Entries from a pointing dataset:
◆ ◆ ◆ ◆

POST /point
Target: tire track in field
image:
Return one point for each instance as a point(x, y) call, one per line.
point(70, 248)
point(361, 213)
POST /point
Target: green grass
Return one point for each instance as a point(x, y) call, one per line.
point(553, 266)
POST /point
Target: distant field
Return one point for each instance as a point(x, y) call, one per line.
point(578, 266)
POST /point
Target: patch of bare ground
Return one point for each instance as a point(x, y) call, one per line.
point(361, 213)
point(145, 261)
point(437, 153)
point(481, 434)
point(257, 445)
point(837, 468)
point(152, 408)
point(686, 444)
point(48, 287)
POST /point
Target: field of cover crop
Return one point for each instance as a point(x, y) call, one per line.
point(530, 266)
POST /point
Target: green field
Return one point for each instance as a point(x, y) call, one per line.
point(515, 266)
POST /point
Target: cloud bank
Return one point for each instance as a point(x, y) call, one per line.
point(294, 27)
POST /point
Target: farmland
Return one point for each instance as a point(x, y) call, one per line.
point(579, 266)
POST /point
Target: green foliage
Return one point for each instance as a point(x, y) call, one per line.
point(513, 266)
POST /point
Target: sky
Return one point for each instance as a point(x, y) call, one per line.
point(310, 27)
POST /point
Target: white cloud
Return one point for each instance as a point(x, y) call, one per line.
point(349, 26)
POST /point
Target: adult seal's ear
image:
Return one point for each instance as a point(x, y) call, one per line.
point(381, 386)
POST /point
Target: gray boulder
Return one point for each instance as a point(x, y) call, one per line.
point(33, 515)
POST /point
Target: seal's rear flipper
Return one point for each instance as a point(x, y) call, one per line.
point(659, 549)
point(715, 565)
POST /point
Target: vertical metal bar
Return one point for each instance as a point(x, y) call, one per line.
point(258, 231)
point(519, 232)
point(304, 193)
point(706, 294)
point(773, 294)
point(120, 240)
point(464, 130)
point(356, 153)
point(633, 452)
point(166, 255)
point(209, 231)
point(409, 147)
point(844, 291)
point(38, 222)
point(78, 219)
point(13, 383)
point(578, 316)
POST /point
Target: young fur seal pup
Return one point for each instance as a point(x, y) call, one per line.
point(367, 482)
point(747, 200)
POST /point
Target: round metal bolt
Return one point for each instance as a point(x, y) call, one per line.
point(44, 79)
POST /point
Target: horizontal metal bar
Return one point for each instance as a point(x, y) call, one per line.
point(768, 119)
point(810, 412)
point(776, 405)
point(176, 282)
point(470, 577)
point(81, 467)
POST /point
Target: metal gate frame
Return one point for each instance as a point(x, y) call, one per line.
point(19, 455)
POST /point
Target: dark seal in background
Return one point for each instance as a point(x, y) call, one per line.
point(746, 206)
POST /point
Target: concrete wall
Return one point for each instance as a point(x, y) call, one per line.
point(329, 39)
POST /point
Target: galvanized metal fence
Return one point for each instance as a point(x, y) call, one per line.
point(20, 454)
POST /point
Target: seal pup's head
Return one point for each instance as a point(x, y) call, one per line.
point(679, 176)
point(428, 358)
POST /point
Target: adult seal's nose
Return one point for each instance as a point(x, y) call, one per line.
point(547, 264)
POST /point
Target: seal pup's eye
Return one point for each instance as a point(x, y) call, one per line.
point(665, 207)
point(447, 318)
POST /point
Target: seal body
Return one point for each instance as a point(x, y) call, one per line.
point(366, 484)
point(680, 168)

◆ ◆ ◆ ◆

▸ **The request**
Output all of the material above as a two-column CSV with the header row input,output. Each item gets one row holding its text under input and its answer under output, with each field quoted and any line breaks inside it turned into spaces.

▸ **Answer to this exercise**
input,output
"POST /point Target: tire track in field image: Return one point for each instance as a point(x, y) call, one per line.","point(70, 248) point(361, 213)"
"POST /point Target: green grass Return one point for each instance as a point(x, y) call, one per line.","point(553, 266)"
"POST /point Target: distant field Return one point for each instance as a point(x, y) call, one per line.","point(578, 266)"
"POST /point Target: patch of bare ground Return one point for each instance as a point(x, y) call, one per line.","point(361, 213) point(145, 261) point(437, 153) point(481, 434) point(257, 445) point(837, 468) point(152, 408) point(686, 444) point(48, 287)"
"POST /point Target: field of cover crop Return one point for each instance as a point(x, y) call, one per line.","point(530, 266)"
"POST /point Target: green field Return one point for each instance as a point(x, y) call, one per line.","point(515, 266)"
"POST /point Target: cloud bank Return one point for each instance as a point(x, y) call, one per line.","point(294, 27)"
"POST /point Target: farmland Return one point for each instance as a point(x, y) call, one per line.","point(579, 266)"
"POST /point Target: green foliage Return one point for each instance as a point(x, y) call, one per line.","point(513, 266)"
"POST /point Target: sky Return one point for each instance as a point(x, y) call, one per line.","point(310, 27)"
"POST /point Target: white cloud Return one point for each instance as a point(x, y) call, one per line.","point(349, 26)"
"POST /point Target: adult seal's ear image: Return one point for each instance as a point(x, y) call, one per line.","point(381, 386)"
"POST /point Target: gray boulder Return one point for each instance as a point(x, y) call, one per line.","point(33, 515)"
"POST /point Target: seal's rear flipper Return one point for each instance as a point(x, y) call, one per line.","point(659, 549) point(715, 565)"
"POST /point Target: vertical metal bar Return one point for each instance as a point(x, y) call, one per line.","point(258, 231) point(519, 232) point(304, 193) point(706, 294) point(773, 294) point(120, 240) point(464, 130) point(356, 153) point(633, 452) point(166, 255) point(209, 231) point(409, 147) point(844, 291) point(38, 222) point(78, 219) point(13, 383) point(578, 316)"
"POST /point Target: young fur seal pup Return one point for each instance as a point(x, y) call, one per line.","point(367, 482) point(747, 200)"
"POST /point Target: round metal bolt Return one point for each instance as a point(x, y) call, one per line.","point(44, 79)"
"POST /point Target: horizontal metal bar Return one point for each instance as a point(x, y) call, one per line.","point(768, 119) point(810, 412) point(776, 405) point(176, 282) point(470, 577) point(81, 467)"
"POST /point Target: metal gate frame Return one point for each instance as a point(x, y) call, one per line.","point(19, 455)"
"POST /point Target: dark seal in background Return one point for each instance as a point(x, y) call, one per line.","point(746, 206)"
"POST /point Target: concrete wall Return one point for each instance as a point(x, y) call, one per line.","point(329, 39)"
"POST /point Target: galvanized metal fence Return one point for each instance as a point(x, y) call, one per line.","point(20, 454)"
"POST /point Target: seal pup's head Return one point for each instance as a point(x, y) call, one per line.","point(679, 176) point(428, 358)"
"POST /point Target: adult seal's nose Return one point for each instance as a point(x, y) call, one per line.","point(547, 264)"
"POST /point Target: seal pup's eye Return one point for each instance as a point(x, y) call, one per line.","point(665, 207) point(447, 318)"
"POST /point Target: seal body Return one point for each instance as a point(x, y) call, one per line.","point(366, 484) point(680, 168)"